• _Written task_
Leave out the pictures and repeat exactly the lines from the one containing "of the concrete" through the final line of the listing below.

═════ Entries shown

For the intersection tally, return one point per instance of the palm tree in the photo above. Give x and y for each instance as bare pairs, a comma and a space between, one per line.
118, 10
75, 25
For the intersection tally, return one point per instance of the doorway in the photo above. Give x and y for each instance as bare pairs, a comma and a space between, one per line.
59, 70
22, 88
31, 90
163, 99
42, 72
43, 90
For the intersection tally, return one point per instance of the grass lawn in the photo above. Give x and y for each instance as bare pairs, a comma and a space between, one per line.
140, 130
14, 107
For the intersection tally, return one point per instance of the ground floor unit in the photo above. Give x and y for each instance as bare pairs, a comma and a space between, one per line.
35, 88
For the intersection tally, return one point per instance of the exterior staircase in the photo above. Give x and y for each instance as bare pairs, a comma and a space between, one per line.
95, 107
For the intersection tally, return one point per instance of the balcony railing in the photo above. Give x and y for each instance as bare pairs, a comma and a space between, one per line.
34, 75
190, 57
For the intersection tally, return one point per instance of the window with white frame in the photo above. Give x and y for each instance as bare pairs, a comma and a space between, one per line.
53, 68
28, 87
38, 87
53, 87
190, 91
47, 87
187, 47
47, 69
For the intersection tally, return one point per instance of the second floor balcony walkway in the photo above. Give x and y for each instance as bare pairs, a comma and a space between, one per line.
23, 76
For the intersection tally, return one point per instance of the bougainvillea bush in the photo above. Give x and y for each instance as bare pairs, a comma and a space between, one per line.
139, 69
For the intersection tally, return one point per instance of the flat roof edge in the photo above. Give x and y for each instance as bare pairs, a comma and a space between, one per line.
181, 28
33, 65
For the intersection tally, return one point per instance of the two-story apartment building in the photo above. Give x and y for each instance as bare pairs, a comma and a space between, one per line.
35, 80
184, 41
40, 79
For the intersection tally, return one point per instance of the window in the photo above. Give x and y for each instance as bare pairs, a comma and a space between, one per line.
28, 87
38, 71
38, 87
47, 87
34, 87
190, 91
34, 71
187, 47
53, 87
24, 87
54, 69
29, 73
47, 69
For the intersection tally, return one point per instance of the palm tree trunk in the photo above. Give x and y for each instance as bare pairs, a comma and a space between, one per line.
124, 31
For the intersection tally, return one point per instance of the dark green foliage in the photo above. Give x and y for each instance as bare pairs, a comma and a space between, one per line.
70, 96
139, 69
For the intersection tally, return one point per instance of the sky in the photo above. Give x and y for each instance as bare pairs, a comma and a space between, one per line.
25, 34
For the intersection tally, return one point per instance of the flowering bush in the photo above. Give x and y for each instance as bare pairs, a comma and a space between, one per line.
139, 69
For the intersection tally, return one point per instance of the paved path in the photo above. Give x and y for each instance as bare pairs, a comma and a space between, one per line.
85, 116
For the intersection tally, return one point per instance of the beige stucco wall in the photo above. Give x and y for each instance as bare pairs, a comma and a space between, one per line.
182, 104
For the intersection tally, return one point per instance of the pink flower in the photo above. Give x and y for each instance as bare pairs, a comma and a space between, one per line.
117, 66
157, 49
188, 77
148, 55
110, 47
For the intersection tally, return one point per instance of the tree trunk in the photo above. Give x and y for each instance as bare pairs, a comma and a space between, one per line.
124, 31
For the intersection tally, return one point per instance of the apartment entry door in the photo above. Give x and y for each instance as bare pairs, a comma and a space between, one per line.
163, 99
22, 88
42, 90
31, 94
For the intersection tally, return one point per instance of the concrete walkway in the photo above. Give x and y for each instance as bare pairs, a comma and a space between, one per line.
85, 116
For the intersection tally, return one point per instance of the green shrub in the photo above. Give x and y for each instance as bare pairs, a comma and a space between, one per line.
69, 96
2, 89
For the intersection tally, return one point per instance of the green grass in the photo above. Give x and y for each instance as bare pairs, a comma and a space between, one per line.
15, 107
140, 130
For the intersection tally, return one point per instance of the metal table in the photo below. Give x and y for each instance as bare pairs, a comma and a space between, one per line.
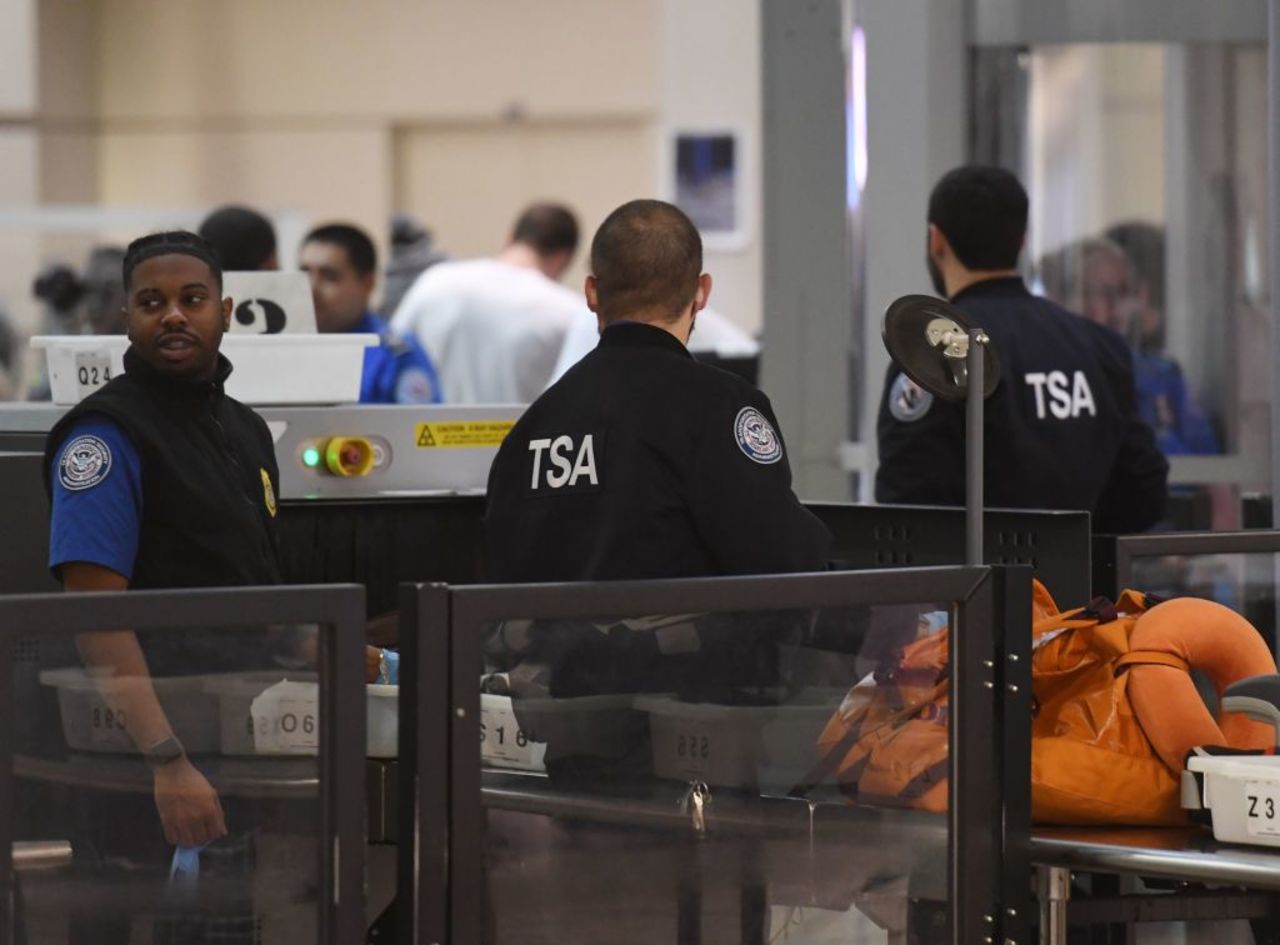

══════════

• _Solution below_
For the intersection tally, return one point per instance of the concrete walkway in the photo above. Give x and y for each instance as bare pairs, a comma and a space between, one per line.
85, 116
For the intersection tally, return one point per instance of the green shrub in the photo above. Give x and y for each instance as bare pairs, a comma and a space between, one per line.
69, 96
2, 89
For the intersection tally, return one point per instance of the green grass in the photo above. Give x and y for each instance as bare pairs, a comma and a space between, one per line.
15, 107
140, 130
For the intersection tally, return one point per instance of the metal table in the photo below. Give x and y for each instance as bare pairs, a comma and a space between, one per line.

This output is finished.